── DOCUMENT EXTRACT ──
Allison Collazo is Eastern Mennonite University’s new director of counseling services. She previously held the same role at Shenandoah University. (Photo by Rachel Holderman)

New director of counseling services is no stranger to EMU


Eastern Mennonite University’s new director of counseling services knows the university and its students well. Allison Collazo, a Pennsylvania native, graduated from EMU with a bachelor’s degree in psychology and a master’s in counseling. She also volunteered part-time in the EMU counseling for several months while working full-time as a counselor in the community..

It was the experience of working with college students at EMU that shaped her next career steps. Collazo was formerly director of counseling services at Shenandoah University in Winchester, Va., where she worked for three years.

The move to EMU feels like a good fit, she said. “I really loved being part of this community. This is my alma mater, and I’ve always felt very familiar and integrated with EMU, and it’s where I truly started to grow and discover who I might be in the world.” At the same time, though, she knows the challenges of transitioning to EMU as both an undergraduate and graduate student.

“Allison’s balance of skill, compassion and professionalism are exciting additions to the student life team,”said Shannon Dycus, dean of students. “Because mental wellbeing is foundational to student success, the strength of counseling services is vital.  As she leads us in mental health support to the EMU community, we continue forward to helping all students live into success.”
───
── GIVEN RECORDS ──
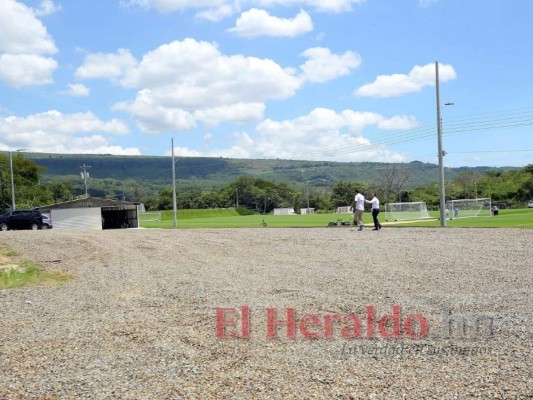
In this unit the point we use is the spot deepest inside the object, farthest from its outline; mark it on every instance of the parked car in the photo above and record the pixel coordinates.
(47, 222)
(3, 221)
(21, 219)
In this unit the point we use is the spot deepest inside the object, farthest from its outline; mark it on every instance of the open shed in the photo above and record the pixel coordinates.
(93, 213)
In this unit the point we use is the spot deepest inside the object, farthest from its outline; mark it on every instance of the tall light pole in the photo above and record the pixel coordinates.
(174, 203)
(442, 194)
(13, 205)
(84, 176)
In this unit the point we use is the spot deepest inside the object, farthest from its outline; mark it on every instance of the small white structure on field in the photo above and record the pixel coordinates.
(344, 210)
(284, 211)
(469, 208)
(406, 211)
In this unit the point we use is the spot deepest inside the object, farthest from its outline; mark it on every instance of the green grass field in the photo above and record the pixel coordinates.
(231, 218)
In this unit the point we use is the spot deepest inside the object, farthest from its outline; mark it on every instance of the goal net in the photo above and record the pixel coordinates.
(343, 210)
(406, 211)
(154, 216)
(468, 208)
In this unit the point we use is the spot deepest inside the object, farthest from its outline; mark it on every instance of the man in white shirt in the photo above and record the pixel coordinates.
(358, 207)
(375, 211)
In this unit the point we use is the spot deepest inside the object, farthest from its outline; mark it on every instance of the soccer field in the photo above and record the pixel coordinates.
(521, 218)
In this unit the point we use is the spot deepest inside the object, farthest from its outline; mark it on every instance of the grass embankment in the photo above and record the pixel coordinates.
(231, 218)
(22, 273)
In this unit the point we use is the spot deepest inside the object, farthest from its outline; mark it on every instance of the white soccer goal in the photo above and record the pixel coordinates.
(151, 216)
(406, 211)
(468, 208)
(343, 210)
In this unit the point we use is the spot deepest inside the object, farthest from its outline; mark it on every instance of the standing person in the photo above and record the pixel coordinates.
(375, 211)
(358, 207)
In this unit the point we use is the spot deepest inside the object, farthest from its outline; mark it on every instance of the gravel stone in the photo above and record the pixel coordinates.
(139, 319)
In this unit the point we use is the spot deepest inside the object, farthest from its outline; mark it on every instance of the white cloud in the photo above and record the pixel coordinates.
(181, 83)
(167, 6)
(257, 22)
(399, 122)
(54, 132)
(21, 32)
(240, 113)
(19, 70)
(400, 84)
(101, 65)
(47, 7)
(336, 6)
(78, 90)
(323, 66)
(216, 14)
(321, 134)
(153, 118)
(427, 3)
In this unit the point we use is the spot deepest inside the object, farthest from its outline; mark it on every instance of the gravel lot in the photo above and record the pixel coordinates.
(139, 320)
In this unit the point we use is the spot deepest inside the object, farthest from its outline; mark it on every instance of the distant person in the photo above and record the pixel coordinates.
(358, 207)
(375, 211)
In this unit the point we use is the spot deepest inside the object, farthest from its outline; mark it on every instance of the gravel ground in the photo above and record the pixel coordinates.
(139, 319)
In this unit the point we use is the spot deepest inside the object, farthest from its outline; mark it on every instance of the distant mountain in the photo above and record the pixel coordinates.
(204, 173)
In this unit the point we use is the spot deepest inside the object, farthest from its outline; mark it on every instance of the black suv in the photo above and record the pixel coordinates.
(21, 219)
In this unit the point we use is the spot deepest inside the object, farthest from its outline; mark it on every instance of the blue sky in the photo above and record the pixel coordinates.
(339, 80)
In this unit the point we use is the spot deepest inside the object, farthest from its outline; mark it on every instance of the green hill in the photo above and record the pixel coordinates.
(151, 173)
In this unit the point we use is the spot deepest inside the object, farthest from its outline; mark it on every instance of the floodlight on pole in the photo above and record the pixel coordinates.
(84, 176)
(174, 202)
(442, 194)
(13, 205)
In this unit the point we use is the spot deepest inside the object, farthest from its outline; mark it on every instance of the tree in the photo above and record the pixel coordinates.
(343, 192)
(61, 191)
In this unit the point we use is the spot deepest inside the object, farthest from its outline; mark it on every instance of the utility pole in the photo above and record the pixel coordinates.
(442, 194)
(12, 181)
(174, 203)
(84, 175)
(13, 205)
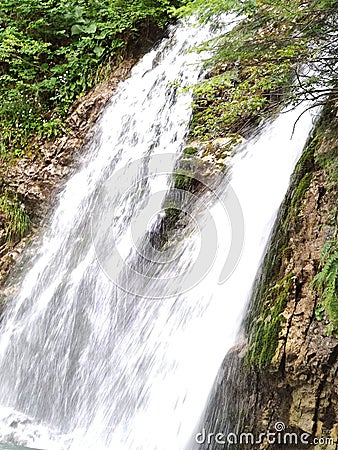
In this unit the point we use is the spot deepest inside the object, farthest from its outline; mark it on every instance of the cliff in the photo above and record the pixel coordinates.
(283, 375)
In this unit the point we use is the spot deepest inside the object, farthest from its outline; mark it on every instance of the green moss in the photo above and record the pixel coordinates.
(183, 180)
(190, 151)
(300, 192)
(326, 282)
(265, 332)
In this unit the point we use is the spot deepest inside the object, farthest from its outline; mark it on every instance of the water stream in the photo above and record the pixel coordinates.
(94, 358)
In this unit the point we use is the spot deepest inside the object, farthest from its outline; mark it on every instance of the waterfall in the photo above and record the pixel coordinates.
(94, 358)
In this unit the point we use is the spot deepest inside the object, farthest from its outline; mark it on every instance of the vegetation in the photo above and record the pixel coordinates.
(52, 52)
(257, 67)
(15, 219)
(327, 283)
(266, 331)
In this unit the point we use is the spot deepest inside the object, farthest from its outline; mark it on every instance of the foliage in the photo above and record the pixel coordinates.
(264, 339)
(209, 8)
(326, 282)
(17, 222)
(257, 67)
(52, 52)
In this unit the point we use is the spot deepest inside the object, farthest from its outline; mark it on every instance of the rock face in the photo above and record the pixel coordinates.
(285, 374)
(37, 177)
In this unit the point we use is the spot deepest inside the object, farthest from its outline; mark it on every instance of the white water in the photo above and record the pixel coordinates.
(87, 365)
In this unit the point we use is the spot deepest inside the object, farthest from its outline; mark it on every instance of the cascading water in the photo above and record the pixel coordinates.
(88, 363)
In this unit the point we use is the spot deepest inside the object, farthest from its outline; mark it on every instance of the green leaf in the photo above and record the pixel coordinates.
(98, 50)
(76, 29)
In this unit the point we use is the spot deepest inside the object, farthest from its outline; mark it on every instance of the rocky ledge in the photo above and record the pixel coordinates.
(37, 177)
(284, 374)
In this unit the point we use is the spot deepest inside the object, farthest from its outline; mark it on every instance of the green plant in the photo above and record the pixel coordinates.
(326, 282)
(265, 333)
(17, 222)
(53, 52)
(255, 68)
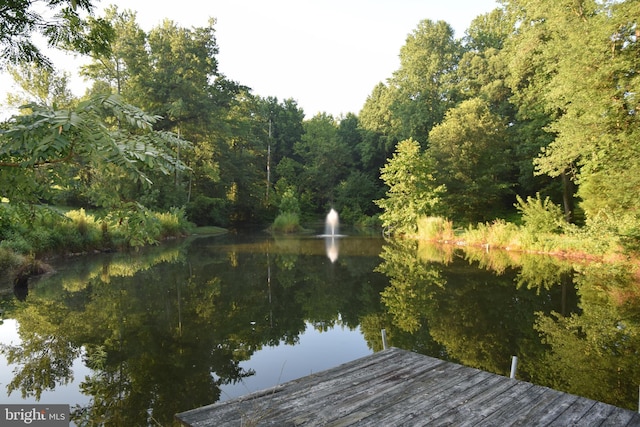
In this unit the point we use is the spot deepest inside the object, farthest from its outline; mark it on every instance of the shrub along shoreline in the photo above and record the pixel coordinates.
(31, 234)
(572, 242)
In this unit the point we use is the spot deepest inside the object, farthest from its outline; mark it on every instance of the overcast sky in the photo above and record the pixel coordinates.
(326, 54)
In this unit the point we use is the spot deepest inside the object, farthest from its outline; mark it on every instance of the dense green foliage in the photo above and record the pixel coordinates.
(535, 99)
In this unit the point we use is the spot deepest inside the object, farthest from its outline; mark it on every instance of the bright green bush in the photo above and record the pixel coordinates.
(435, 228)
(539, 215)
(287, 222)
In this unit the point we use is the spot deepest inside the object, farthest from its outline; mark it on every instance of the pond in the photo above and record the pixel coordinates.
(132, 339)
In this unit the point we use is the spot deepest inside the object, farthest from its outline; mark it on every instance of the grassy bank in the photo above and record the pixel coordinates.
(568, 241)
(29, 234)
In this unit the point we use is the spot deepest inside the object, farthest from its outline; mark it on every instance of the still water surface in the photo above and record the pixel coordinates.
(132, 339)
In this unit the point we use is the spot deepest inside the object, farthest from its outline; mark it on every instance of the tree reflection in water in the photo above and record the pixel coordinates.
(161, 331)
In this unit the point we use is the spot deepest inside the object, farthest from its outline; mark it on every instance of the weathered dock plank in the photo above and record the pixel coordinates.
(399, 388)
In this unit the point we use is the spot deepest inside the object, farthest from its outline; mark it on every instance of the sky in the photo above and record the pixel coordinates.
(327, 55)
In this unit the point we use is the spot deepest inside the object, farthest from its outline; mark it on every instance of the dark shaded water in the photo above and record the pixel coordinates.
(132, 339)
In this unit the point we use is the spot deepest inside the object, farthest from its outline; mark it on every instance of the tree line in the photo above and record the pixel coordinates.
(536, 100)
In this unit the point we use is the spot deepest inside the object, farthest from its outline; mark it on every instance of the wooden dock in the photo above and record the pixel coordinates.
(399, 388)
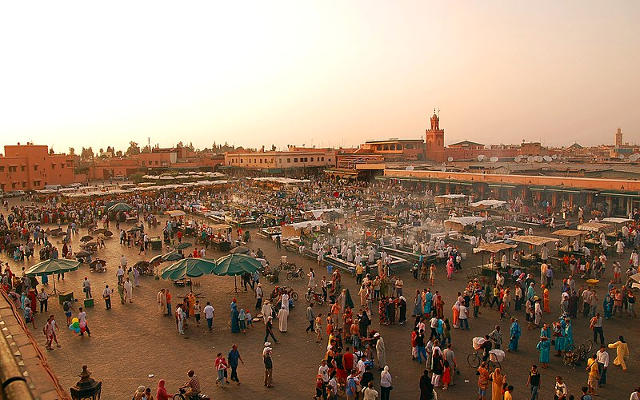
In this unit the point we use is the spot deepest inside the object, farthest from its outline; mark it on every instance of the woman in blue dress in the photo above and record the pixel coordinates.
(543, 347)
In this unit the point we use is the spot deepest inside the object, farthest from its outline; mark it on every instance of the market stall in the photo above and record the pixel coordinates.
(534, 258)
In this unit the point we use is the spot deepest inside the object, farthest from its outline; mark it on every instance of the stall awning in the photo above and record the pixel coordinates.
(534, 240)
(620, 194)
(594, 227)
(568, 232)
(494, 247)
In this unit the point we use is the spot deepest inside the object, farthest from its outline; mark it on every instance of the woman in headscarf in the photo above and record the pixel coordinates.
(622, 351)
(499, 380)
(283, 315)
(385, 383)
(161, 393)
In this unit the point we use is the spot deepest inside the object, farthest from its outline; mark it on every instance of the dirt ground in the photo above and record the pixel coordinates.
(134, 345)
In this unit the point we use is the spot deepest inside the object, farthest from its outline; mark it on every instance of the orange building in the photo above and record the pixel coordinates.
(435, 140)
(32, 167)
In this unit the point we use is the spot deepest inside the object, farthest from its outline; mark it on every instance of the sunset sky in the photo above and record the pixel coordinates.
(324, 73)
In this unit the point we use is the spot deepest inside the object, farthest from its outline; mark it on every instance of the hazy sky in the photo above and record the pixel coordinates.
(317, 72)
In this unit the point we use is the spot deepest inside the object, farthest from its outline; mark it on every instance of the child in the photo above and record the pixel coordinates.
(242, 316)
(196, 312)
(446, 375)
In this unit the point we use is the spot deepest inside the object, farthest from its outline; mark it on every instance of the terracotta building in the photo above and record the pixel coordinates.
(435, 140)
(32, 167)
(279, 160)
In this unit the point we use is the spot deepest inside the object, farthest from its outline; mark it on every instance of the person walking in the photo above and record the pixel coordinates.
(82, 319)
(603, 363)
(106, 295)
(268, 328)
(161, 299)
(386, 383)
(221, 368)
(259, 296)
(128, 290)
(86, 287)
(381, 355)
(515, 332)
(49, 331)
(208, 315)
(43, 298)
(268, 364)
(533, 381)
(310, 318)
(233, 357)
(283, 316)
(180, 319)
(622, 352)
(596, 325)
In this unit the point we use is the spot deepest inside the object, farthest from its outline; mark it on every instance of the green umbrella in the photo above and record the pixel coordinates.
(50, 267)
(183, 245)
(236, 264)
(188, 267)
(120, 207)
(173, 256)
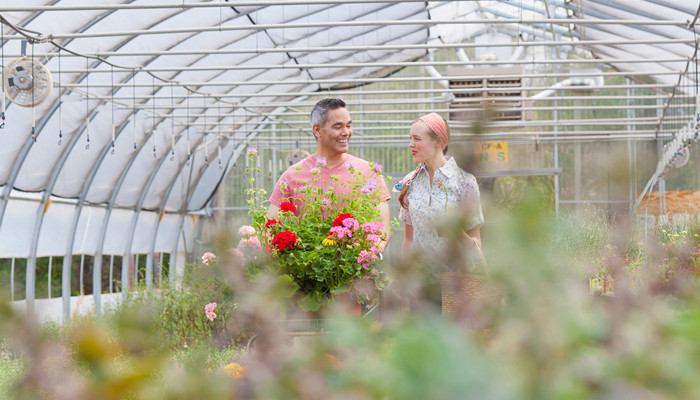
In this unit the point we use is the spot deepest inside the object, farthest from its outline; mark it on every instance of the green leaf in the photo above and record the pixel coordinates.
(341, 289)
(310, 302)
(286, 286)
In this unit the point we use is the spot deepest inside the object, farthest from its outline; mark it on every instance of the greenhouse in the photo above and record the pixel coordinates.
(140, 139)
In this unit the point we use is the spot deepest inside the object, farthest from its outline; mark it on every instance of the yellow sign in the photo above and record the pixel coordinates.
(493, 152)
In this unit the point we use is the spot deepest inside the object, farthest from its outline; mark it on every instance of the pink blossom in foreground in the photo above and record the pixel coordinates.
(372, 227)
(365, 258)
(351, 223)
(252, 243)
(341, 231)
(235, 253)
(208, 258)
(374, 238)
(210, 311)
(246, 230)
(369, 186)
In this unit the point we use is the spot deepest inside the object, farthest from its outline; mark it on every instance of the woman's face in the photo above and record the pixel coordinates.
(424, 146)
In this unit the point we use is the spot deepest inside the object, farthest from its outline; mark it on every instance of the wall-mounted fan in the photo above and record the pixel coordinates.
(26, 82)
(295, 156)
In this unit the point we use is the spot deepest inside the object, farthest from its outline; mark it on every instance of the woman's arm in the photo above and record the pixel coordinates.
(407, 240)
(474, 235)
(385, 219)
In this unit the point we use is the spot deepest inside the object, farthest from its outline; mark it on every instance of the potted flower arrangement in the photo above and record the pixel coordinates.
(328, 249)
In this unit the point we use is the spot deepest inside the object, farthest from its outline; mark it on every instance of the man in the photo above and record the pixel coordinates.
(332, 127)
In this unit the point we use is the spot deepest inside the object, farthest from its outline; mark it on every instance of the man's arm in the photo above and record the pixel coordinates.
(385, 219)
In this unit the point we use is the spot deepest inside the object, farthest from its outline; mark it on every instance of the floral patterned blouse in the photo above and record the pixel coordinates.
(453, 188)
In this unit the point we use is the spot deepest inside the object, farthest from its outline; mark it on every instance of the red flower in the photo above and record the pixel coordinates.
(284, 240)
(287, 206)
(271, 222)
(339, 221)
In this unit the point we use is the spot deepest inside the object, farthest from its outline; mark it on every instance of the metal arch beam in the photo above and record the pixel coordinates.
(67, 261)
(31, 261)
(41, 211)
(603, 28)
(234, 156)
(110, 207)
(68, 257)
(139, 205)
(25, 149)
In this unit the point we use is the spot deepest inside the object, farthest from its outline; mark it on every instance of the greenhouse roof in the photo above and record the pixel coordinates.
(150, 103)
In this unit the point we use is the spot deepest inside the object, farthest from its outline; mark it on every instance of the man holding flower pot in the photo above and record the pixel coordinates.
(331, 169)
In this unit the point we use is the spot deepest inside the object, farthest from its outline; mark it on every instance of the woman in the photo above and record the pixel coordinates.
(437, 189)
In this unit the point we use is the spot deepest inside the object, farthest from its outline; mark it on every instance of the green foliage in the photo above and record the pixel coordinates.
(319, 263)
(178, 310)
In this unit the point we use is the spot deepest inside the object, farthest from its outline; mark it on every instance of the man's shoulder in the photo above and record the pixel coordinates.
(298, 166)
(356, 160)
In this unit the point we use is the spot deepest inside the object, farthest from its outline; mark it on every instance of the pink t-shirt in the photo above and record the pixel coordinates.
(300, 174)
───
**EXERCISE TASKS**
1. From the article about EMU's new counseling director, copy the passage starting with "New director of counseling services is" and going on through "in the community..".
2. List every person named in the article about EMU's new counseling director.
3. According to the article about EMU's new counseling director, why does Shannon Dycus consider the strength of counseling services vital?

**SOLUTIONS BY TASK**
1.
New director of counseling services is no stranger to EMU


Eastern Mennonite University’s new director of counseling services knows the university and its students well. Allison Collazo, a Pennsylvania native, graduated from EMU with a bachelor’s degree in psychology and a master’s in counseling. She also volunteered part-time in the EMU counseling for several months while working full-time as a counselor in the community..

2. Allison Collazo, Rachel Holderman, Shannon Dycus

3. Dycus says that mental wellbeing is foundational to student success, which makes the strength of counseling services vital.